Page extract ::
Derating -- diversity?

[iwire]

The actual installation has so many wires the adjustment factor is 50%, and it hurts! The tube is plenty big -- 20% fill.

So it seems it was an inexperienced designer to start with.

Groups of smaller raceways are often more cost efficient then one large raceway.

Once again, the real problem is other ckts. There are some #8s that need to carry 30 amps,

Once we get larger then 10 AWGs it you really want to run separate raceways due to the large derating penalties of a single raceway.

 

[peter d]

Once we get larger then 10 AWGs it you really want to run separate raceways due to the large derating penalties of a single raceway.

Utter nonsense. Just run a few 2" conduits out of the electric room and pick up an entire store's worth of circuits with them.

 

[rabtrfld]

Thank you, winnie. Here is a picture:

Of course X-Y is a vector difference so this applies to 3-phase also. The net current in the conduit is zero in both cases.

The upper diagram is a regular multiwire BC with shared neutral:

T310-16 Note 10(a): A neutral conductor which carries only the unbalanced current from other conductors, as in the case of normally balanced circuits of three or more conductors, shall not be counted when applying the provisions of Note 8.

The lower diagram has exactly the same current in the wires but is not entitled to an exception due to the word "neutral" in Note 10.

Sorry for whining about it, should just accept it and move on...

Entries provided ::
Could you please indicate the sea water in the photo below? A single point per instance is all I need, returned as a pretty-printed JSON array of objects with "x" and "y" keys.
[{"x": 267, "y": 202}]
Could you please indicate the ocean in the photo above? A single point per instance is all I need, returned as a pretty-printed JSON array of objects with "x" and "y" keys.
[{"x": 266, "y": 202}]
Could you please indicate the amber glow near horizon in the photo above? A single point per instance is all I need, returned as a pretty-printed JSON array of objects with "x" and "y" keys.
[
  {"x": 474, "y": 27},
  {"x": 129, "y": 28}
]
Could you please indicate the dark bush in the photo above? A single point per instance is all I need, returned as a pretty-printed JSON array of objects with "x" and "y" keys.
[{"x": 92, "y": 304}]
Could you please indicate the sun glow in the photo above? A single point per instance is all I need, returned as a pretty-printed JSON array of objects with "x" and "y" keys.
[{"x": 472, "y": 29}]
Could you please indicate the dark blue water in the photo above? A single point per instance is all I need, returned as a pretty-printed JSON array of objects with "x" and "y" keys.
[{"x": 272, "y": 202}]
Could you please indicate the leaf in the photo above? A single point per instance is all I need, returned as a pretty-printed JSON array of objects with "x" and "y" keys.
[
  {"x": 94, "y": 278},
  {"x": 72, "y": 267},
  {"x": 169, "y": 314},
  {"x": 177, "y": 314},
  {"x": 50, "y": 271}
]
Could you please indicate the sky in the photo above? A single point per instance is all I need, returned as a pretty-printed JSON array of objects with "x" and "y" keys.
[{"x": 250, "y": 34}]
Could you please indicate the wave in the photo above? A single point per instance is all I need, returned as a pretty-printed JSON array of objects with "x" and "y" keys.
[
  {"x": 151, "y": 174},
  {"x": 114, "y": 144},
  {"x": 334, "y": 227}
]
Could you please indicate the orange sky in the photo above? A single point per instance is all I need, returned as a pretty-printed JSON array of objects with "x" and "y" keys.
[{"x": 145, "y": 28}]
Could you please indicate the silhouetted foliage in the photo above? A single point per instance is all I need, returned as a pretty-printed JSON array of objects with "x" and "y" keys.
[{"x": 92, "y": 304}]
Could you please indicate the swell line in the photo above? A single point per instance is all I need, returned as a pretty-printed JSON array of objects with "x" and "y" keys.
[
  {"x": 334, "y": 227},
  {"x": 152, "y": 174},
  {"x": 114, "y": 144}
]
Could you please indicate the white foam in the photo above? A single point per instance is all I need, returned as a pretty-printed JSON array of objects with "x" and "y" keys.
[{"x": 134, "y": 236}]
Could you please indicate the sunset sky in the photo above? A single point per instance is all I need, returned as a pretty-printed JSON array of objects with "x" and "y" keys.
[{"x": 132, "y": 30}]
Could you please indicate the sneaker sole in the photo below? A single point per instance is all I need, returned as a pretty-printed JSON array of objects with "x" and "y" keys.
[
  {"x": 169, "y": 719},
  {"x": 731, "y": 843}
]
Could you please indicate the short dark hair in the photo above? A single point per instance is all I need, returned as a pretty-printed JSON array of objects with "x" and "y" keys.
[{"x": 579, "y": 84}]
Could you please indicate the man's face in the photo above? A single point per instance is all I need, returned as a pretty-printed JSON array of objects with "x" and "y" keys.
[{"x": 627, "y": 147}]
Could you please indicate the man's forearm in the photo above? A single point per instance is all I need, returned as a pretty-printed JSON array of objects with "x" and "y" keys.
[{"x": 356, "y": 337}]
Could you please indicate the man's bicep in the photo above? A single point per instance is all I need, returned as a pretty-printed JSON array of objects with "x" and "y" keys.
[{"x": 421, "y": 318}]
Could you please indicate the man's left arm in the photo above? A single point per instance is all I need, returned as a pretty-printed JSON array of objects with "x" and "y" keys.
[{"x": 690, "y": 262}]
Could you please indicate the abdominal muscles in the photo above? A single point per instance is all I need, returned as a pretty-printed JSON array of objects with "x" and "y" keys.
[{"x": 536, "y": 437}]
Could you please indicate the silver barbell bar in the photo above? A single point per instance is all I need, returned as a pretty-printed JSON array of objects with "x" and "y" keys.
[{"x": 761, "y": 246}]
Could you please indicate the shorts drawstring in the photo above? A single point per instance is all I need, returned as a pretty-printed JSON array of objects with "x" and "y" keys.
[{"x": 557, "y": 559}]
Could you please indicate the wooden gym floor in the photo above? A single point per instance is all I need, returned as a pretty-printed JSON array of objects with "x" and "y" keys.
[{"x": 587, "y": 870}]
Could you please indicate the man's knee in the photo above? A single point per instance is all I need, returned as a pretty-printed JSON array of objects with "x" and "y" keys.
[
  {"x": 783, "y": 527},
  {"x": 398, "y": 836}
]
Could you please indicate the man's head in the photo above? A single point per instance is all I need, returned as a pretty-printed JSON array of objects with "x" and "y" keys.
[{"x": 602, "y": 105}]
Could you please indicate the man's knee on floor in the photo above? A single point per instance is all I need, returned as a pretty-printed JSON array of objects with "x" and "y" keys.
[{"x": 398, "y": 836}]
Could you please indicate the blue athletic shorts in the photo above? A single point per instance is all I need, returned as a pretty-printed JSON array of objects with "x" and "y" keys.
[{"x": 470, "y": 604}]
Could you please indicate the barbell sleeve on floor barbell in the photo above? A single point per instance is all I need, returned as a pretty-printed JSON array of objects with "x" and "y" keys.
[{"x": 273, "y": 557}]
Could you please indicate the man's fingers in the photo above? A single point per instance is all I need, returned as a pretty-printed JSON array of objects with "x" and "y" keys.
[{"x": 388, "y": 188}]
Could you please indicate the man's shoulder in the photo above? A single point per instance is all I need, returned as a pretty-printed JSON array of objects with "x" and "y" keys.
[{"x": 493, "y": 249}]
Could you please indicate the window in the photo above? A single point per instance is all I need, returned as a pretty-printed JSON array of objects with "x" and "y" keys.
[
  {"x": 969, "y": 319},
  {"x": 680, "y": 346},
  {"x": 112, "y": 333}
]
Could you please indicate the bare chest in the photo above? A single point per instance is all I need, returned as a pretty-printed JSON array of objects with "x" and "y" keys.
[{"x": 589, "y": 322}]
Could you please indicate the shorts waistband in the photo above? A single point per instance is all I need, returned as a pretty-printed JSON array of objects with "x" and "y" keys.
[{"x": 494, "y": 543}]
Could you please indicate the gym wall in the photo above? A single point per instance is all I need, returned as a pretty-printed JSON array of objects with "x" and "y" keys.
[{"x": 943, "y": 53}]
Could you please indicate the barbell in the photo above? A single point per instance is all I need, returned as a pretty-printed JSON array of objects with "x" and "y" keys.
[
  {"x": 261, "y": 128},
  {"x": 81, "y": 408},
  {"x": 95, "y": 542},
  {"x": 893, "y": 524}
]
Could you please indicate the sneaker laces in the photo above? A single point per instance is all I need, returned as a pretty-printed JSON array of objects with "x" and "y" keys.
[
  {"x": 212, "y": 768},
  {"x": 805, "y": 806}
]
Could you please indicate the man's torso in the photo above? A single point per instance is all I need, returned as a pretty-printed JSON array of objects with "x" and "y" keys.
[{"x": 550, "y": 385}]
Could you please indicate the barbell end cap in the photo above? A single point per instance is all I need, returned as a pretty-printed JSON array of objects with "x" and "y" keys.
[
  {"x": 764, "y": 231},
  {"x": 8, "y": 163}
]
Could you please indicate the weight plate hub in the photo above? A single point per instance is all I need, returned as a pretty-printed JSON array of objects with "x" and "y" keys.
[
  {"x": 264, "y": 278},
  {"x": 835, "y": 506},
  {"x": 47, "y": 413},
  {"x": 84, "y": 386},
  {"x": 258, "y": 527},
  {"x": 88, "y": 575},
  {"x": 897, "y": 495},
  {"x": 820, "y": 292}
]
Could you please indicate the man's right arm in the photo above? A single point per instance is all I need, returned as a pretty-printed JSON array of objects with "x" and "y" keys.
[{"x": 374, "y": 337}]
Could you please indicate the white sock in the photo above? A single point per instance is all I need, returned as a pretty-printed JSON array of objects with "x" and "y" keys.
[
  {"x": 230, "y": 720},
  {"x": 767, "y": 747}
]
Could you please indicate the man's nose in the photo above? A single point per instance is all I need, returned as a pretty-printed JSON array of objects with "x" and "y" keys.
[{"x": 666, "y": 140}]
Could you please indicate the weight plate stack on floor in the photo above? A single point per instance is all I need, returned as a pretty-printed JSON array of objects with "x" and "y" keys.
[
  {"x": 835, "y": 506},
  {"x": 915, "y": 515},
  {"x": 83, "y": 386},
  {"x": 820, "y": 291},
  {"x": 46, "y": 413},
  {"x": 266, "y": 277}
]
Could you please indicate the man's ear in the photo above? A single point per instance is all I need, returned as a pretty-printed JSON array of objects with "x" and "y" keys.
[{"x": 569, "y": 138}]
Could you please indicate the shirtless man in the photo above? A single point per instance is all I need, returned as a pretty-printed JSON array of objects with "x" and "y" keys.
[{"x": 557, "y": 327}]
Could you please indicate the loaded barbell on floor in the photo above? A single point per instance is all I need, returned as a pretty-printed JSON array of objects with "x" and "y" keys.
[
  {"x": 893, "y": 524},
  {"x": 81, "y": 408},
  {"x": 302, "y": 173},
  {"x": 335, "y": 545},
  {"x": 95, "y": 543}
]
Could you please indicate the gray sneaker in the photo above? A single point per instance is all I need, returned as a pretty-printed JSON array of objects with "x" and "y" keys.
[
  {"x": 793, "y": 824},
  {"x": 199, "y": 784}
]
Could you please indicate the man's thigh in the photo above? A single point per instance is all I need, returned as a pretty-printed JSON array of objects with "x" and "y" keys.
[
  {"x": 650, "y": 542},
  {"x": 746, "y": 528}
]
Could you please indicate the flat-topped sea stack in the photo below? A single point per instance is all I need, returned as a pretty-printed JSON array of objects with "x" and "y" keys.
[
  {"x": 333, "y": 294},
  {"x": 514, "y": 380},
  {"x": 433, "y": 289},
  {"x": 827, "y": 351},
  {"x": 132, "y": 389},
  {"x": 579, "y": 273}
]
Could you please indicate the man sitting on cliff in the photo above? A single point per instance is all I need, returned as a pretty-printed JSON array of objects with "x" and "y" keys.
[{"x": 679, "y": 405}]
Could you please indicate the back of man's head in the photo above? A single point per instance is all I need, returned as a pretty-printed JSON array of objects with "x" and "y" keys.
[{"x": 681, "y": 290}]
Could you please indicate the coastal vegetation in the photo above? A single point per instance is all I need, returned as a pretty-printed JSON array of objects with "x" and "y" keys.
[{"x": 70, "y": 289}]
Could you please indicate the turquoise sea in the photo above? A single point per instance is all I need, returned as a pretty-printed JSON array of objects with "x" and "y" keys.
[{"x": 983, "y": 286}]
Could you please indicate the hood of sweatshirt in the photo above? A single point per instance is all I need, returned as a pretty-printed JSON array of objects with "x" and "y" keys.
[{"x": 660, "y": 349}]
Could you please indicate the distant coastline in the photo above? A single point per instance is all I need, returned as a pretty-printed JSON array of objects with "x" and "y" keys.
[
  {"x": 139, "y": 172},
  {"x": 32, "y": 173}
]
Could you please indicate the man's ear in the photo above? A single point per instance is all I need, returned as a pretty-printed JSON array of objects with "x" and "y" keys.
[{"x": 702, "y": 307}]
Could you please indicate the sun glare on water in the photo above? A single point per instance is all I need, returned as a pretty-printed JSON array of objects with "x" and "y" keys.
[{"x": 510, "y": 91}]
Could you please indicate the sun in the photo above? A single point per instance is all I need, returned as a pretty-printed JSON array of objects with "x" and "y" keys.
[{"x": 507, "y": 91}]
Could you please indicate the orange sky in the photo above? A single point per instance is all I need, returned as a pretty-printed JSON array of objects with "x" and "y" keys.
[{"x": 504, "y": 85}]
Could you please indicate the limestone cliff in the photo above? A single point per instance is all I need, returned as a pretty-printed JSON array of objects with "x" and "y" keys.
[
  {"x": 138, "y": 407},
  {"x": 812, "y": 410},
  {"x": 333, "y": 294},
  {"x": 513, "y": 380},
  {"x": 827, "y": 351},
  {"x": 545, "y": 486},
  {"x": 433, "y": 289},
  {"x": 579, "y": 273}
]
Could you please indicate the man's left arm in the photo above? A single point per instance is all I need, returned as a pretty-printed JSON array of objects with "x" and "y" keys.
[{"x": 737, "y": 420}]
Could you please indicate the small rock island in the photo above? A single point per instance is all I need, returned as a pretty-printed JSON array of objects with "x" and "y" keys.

What to do :: Please reproduce the part of the derating thread that opens with the words containing "Derating -- diversity?" and closes with "-- 20% fill.", substituting "conduit" for "tube".

Complete output ::
Derating -- diversity?

[iwire]

The actual installation has so many wires the adjustment factor is 50%, and it hurts! The conduit is plenty big -- 20% fill.